#### [Arbeitsanweisung]
Nehmen Sie den Bericht über die Selbstverpflichtung der Zytostatika herstellenden Apotheken in Nordrhein-Westfalen nach seinem letzten Satz wieder auf und schreiben Sie ihn weiter.

Westfalen-Lippe

Kammer: Positivliste für Zyto-Apotheken APOTHEKE ADHOC, 26.04.2018 15:14 Uhr

Berlin - 

Als Reaktion auf den Bottroper Zytostatikaskandal haben die Zytostatika herstellenden Apotheken in Nordrhein-Westfalen eine verbindliche, öffentliche Erklärung entwickelt, in der sie sich zur Einhaltung der Herstellungsvorschriften verpflichten. Die Erklärung wurde bei den 5. Münsteraner Gesundheitsgesprächen der Apothekerkammer Westfalen-Lippe (AKWL) vorgestellt wurde. In Kürze soll eine Liste der diese Erklärung beigetretenen Apotheken auf der Internetseite der Kammer veröffentlicht werden.

Nach Angeben der Kammer haben bereits nach wenigen Tagen etwa die Hälfte der rund 60 Zyto-Apptheken in NRW die Selbstverpflichtung unterschrieben. „Bei unserer Arbeit beachten wir stets die gesetzlichen Vorgaben und Qualitätsstandards zur Herstellung. Das am Herstellungsprozess beteiligte Fachpersonal bilden wir regelmäßig fort. So wird der Herstellungsprozess immer auf dem neuesten Stand von Wissenschaft und gesetzlichen Vorgaben durchgeführt. Auch durch die aktuell verabschiedete, interprofessionelle Leitlinie der Onkolog/innen und Apotheker/innen wird die Versorgungsqualität konsequent sichergestellt“, heißt es darin.

#### [Lernmaterial]
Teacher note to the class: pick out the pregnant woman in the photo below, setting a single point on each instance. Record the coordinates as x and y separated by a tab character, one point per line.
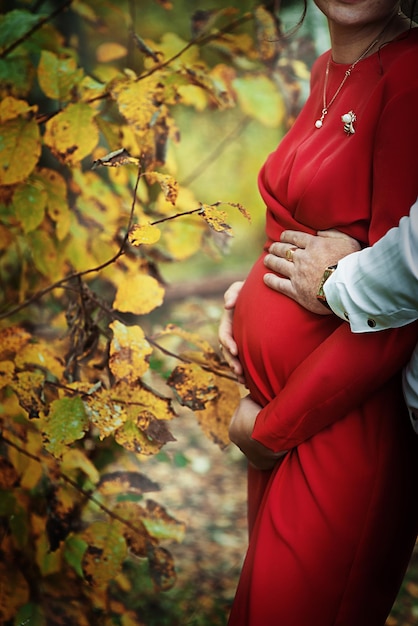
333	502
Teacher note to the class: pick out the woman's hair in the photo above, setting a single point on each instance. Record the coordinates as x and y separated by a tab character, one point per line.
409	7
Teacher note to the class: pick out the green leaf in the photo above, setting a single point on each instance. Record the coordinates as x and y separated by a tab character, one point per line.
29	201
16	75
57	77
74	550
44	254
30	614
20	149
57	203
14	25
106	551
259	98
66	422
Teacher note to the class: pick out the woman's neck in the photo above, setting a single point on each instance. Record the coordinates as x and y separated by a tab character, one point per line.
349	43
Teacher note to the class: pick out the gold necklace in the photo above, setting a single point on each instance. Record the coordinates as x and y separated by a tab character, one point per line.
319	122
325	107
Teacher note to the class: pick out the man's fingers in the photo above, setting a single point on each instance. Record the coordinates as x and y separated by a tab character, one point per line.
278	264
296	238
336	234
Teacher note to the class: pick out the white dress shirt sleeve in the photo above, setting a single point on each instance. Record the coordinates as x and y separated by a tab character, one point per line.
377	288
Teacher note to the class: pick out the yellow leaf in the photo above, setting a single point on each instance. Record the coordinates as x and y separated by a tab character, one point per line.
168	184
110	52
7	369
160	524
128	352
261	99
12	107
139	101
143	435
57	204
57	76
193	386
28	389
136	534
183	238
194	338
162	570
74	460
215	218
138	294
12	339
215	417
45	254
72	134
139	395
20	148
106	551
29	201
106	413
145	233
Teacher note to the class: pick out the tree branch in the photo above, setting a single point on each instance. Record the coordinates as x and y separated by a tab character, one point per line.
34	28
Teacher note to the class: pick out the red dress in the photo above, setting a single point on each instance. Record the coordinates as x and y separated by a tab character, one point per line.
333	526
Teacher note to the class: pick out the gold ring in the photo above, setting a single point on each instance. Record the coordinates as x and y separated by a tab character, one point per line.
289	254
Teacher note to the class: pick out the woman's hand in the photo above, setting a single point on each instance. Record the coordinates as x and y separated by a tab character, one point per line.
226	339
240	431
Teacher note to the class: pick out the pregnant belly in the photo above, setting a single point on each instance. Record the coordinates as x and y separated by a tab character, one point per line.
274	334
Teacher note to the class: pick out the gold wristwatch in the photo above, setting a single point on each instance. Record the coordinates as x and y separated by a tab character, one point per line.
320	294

* * *

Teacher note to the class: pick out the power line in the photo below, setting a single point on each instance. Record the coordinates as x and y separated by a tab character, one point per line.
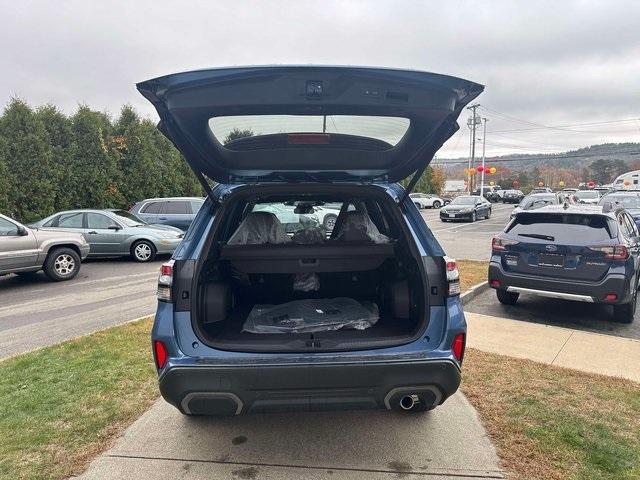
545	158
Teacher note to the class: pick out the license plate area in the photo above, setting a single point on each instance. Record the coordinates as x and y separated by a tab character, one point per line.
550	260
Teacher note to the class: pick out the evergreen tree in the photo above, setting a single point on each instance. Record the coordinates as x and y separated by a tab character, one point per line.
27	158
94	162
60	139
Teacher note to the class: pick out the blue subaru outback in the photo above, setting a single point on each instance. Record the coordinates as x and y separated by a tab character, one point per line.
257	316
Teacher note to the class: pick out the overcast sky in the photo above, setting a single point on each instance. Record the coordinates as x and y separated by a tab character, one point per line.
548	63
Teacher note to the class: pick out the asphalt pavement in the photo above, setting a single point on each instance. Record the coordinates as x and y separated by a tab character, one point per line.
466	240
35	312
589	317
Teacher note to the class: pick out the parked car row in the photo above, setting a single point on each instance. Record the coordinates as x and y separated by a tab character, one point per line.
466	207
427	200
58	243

#### [Antwortteil]
Die Apotheken verpflichten sich, „dass wir jederzeit das Vier-Augen-Prinzip bei der Herstellung von Zytostatika-Lösungen konsequent einhalten. Wir haben Maßnahmen entwickelt, mit denen wir dafür Sorge tragen, dass auch bei personellen Engpässen dieses Vier-Augen-Prinzip sichergestellt wird.“ Zudem wird eine Durchschrift der Herstellungsdokumentation dem verordnenden Arzt zur Verfügung gestellt. Diese soll in die Patientenakte aufgenommen werden. Darin werden alle am Herstellungsprozess beteiligten Personen benannt. Auf Nachfrage können die Apotheken jederzeit einen transparenten und plausiblen Überblick über die bezogenen und verwendeten Ausgangsstoffe und deren Dokumentation geben können.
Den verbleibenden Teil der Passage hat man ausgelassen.